**Given problem**
From the passage on evapotranspiration, list every measurement it says is needed for the evapotranspiration calculations.

**Document extract**
The actual evapotranspiration is calculated using a simple linear relationship between the potential evapotranspiration and the initial moisture content of the soil (i.e., the moisture content on the previous day). When the moisture content is above the field capacity for the specific soil type, the actual evapotranspiration is equal to the potential evapotranspiration. When the moisture content is below the permanent wilting point of the soil, the evapotranspiration is set to zero. For times when the moisture content lies between the field capacity and permanent wilting point, the actual evapotranspiration will equal the potential evapotranspiration multiplied by the fraction of saturation between the permanent wilting point and field capacity (see Figure 2). The potential evapotranspiration is calculated using Hamon's empirical formula (Dingman Eqn. 7-60). The values calculated by this formula are usually smaller than those calculated with other methods (Dingman 292). However, its minimal data requirements and ease of use are the primary reasons for its use in this project. Only measurements of daily mean temperature, day length, and initial moisture content are needed for the evapotranspiration calculations.

**Data segment**

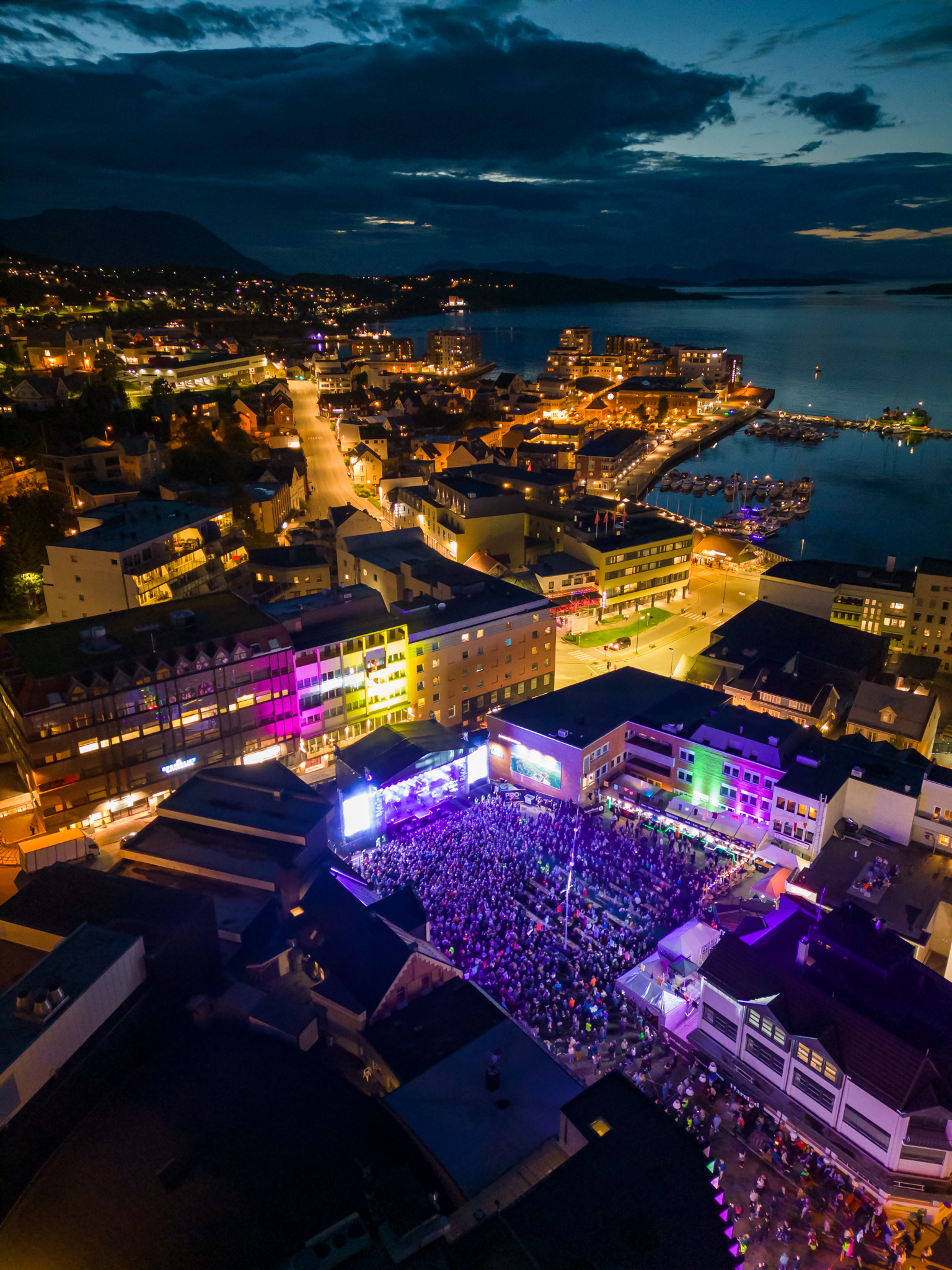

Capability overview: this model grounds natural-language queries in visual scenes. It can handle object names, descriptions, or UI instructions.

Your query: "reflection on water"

**Solution to the problem**
- Daily mean temperature
- Day length
- Initial moisture content